## Supplied data
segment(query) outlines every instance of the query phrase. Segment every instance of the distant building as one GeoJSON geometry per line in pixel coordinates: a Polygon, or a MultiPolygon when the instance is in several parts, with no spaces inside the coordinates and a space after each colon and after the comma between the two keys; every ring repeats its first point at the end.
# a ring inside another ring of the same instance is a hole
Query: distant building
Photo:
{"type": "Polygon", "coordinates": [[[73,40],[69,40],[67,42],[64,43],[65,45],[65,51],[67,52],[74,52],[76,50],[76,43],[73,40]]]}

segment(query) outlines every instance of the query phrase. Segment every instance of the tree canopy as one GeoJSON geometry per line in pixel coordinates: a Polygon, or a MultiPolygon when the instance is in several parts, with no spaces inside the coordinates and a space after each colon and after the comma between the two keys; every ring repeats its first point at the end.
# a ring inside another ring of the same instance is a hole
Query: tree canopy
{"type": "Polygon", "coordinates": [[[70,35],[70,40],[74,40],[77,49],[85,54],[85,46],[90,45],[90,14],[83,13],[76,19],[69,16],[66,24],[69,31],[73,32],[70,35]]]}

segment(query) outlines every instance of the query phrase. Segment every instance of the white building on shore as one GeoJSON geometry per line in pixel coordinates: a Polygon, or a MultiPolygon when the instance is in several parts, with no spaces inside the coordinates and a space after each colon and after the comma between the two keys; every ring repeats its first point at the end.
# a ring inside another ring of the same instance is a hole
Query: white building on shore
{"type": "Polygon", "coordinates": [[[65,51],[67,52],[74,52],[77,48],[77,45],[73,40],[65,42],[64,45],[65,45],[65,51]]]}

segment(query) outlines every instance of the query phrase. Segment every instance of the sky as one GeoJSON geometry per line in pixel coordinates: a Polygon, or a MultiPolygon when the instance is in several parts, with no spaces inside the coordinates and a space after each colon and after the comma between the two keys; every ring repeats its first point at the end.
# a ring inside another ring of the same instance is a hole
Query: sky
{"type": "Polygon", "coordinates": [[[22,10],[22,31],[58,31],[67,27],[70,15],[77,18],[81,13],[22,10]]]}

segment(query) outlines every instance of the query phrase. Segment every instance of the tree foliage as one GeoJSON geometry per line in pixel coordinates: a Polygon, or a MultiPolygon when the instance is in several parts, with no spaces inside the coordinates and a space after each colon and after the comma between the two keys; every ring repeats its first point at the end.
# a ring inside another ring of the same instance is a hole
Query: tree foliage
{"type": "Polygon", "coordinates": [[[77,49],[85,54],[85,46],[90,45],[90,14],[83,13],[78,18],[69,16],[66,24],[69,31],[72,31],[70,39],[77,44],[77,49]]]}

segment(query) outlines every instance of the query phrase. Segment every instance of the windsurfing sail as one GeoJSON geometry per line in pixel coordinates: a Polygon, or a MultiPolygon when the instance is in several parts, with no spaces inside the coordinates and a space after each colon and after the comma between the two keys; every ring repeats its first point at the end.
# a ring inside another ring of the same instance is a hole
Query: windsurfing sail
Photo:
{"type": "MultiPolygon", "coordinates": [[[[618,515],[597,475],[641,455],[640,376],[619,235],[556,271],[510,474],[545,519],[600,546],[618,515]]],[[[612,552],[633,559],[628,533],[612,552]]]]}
==
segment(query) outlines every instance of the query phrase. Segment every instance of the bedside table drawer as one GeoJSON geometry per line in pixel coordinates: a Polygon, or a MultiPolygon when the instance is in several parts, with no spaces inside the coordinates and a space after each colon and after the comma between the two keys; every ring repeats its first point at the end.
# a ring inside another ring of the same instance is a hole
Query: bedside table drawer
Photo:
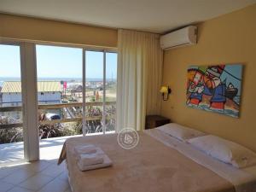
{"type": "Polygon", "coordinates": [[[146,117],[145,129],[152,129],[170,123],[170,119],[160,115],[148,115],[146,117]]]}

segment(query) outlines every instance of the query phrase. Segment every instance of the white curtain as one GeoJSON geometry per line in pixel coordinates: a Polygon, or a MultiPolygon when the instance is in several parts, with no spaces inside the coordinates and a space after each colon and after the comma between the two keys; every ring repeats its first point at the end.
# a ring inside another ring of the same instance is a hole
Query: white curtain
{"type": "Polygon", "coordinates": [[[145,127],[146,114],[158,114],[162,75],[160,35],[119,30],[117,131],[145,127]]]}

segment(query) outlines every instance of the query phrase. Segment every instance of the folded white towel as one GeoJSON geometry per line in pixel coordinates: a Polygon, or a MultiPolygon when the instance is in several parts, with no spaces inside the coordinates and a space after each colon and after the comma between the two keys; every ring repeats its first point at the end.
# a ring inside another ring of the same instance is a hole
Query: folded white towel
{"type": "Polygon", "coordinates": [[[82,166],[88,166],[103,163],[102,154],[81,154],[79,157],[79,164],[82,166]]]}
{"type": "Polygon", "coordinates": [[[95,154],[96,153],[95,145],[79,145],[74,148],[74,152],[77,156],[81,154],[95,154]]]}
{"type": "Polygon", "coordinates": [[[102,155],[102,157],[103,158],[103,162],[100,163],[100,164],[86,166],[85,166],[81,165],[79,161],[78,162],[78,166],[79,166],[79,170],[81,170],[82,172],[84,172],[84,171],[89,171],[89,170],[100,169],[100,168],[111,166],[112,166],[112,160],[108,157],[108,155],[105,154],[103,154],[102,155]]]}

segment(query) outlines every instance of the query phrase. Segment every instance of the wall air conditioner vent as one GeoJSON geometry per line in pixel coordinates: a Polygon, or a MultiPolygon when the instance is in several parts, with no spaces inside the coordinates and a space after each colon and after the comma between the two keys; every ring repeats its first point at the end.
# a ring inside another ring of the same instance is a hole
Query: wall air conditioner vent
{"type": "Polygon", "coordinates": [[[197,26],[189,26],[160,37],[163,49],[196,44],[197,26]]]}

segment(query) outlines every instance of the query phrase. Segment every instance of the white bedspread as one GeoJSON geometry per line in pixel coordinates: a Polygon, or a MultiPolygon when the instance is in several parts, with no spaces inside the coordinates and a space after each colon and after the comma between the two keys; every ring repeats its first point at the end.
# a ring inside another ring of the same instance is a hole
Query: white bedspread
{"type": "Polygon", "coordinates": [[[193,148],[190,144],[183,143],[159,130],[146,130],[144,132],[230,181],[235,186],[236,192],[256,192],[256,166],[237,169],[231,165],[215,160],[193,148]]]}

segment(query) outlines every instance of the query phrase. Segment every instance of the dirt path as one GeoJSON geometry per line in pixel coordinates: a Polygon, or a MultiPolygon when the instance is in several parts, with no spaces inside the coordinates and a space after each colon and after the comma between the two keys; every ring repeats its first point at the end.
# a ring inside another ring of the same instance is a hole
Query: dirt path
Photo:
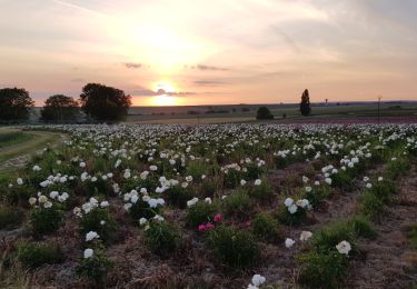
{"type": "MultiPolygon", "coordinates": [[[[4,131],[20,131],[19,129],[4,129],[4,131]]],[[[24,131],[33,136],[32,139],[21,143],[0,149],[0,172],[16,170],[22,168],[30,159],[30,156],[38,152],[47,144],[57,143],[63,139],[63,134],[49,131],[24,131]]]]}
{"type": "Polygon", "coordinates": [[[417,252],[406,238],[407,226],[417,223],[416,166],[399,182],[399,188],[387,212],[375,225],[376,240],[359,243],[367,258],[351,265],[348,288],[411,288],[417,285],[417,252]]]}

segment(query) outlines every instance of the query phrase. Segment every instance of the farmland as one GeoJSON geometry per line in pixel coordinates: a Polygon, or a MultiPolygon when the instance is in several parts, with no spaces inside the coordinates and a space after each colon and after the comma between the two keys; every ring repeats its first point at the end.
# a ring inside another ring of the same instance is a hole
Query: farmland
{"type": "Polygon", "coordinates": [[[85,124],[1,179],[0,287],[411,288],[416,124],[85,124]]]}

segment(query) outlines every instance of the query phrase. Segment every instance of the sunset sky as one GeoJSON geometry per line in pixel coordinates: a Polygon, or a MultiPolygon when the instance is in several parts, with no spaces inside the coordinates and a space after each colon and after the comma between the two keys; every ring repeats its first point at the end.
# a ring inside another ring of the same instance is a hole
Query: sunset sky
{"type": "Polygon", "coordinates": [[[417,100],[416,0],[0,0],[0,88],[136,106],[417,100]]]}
--
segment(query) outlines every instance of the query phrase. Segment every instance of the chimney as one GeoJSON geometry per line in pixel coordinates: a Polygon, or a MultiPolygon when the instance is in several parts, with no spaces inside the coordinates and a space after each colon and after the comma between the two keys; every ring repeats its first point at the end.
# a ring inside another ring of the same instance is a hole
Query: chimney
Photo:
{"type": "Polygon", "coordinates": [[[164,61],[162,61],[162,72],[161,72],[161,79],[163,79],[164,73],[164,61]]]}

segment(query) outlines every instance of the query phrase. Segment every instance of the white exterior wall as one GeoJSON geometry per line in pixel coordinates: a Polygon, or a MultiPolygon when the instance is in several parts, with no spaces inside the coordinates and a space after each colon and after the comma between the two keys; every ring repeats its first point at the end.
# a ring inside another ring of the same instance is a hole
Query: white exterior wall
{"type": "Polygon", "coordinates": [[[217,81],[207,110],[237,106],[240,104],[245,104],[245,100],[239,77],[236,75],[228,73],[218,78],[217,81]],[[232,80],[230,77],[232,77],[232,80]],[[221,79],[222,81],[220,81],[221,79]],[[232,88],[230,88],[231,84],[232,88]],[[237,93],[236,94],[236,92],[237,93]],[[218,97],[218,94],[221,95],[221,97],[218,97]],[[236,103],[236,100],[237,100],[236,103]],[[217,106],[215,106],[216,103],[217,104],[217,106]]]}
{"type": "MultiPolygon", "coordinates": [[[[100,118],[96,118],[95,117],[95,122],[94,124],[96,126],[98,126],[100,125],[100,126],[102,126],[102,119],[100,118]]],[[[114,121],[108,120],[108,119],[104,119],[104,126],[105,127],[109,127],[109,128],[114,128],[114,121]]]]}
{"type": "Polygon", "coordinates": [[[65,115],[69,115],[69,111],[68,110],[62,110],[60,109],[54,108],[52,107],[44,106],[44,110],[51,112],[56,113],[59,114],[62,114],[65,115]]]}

## What is being asked
Please count the lines in the material above that contain the word "curtain". Reply with that number alone.

## Response to the task
2